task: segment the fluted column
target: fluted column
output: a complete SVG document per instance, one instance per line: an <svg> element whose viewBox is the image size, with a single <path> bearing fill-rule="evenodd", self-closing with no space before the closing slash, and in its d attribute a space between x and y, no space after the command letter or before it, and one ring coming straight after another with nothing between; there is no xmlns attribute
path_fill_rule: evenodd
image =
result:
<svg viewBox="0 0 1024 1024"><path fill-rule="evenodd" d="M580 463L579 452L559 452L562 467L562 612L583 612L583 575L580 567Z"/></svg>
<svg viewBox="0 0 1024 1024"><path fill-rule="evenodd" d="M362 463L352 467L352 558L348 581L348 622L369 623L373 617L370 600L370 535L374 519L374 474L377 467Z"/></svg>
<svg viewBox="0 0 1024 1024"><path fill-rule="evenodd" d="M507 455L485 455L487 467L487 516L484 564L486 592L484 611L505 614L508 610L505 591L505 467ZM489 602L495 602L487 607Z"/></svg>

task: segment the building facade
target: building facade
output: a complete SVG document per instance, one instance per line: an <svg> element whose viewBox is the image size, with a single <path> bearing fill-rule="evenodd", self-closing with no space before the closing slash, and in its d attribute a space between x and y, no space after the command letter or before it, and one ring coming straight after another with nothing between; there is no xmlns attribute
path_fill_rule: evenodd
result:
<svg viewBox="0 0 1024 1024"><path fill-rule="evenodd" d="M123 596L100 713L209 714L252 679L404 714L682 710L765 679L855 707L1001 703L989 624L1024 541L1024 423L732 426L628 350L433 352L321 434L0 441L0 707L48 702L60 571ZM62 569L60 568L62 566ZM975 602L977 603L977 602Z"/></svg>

# # #

• What you need to do: Print every line of the records exactly. Omit nothing.

• Final result:
task: segment the fluted column
target: fluted column
output: a complete SVG document per instance, one instance per line: an <svg> element whose viewBox is the image size, with a single <path> bearing fill-rule="evenodd", self-closing with no space before the closing slash, and in its d attribute a space between x and y, no space after the command letter or before it, and one ring coming straight after another with nothing between; there is no xmlns attribute
path_fill_rule: evenodd
image =
result:
<svg viewBox="0 0 1024 1024"><path fill-rule="evenodd" d="M580 463L579 452L559 452L562 467L562 612L583 612L583 575L580 567Z"/></svg>
<svg viewBox="0 0 1024 1024"><path fill-rule="evenodd" d="M362 463L352 467L352 558L348 581L348 622L369 623L373 617L370 600L370 535L374 519L374 474L377 467Z"/></svg>
<svg viewBox="0 0 1024 1024"><path fill-rule="evenodd" d="M507 455L485 455L487 467L487 516L484 564L486 592L484 611L505 614L508 610L505 591L505 467ZM489 602L495 602L487 607Z"/></svg>

task: segment the building facade
target: building facade
output: a complete SVG document per instance, one instance per line: an <svg> element whose viewBox is the image size, with a single <path> bearing fill-rule="evenodd", self-closing with no space before the closing slash, and in its d attribute a space between x and y, no space after the command letter or before it, and one ring coming straight after another with nothing between; there is no xmlns attribute
path_fill_rule: evenodd
result:
<svg viewBox="0 0 1024 1024"><path fill-rule="evenodd" d="M123 596L100 713L209 714L252 679L404 714L682 710L765 679L855 707L1001 703L989 624L1024 541L1024 423L732 426L628 350L433 352L321 434L0 441L0 707L48 702L60 571ZM62 569L60 568L62 566ZM975 602L977 603L977 602Z"/></svg>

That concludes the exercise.